What is being asked: Please give the data below again in full, exactly as it stands.

The records:
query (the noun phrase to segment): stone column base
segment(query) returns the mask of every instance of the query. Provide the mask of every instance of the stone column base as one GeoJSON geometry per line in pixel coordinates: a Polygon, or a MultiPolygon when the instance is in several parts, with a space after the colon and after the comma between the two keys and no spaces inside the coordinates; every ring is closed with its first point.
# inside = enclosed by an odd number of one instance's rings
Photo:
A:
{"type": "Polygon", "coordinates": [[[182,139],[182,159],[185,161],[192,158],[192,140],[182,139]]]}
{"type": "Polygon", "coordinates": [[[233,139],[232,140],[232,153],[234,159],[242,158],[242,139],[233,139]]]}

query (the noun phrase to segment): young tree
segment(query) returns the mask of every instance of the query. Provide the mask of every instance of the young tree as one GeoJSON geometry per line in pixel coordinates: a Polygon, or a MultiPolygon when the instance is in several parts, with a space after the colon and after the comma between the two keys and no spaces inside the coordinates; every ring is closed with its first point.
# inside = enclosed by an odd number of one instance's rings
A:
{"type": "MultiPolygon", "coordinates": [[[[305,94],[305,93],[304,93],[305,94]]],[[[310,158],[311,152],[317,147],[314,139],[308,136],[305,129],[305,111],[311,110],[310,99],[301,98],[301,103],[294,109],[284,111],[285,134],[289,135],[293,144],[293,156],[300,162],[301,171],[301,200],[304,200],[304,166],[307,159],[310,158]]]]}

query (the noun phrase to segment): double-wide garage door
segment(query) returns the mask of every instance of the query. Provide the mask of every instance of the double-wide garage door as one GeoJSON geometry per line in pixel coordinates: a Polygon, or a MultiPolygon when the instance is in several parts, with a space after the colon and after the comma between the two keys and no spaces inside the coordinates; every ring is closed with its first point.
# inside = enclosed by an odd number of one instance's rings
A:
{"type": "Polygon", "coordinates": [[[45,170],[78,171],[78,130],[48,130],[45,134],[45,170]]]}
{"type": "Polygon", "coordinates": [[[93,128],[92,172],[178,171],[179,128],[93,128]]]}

The answer:
query (the noun phrase to segment): stone column base
segment(query) returns the mask of every instance of the query. Provide the mask of every instance of the stone column base as one GeoJSON geometry per line in pixel coordinates: a Polygon, or a MultiPolygon when the instance is in several parts, with a space after the colon and after the comma between the two keys and no spaces inside the coordinates; every ring is closed with its first point.
# inside = enclosed by an odd number of one instance's rings
Photo:
A:
{"type": "Polygon", "coordinates": [[[182,139],[182,159],[185,161],[192,158],[192,140],[182,139]]]}
{"type": "Polygon", "coordinates": [[[233,139],[232,140],[232,153],[234,159],[242,158],[242,139],[233,139]]]}

query (the noun phrase to segment): young tree
segment(query) returns the mask of every instance of the query. Provide the mask of every instance of the young tree as one GeoJSON geometry per line in pixel coordinates: a Polygon, or a MultiPolygon when the instance is in several parts, with a space after the colon and after the comma between the two keys and no spaces inside the coordinates; every ring is closed with its first point.
# inside = enclosed by an odd number of one instance's rings
A:
{"type": "MultiPolygon", "coordinates": [[[[305,94],[305,93],[304,93],[305,94]]],[[[310,158],[311,152],[317,147],[314,139],[308,136],[305,129],[305,111],[311,110],[310,99],[301,98],[301,103],[294,109],[284,111],[285,134],[289,135],[293,144],[293,156],[300,162],[301,171],[301,200],[304,200],[304,166],[307,159],[310,158]]]]}

query (the noun phrase to segment): double-wide garage door
segment(query) returns the mask of every instance of the query. Provide the mask of every instance of the double-wide garage door as one GeoJSON geometry per line in pixel coordinates: a Polygon, or a MultiPolygon when the instance is in several parts, with a space after the colon and after the comma between the two keys and no spaces inside the coordinates; every ring is closed with its first point.
# inside = enclosed by an odd number of one instance's rings
A:
{"type": "Polygon", "coordinates": [[[45,170],[78,171],[78,130],[48,130],[45,134],[45,170]]]}
{"type": "Polygon", "coordinates": [[[93,128],[92,172],[178,171],[179,128],[93,128]]]}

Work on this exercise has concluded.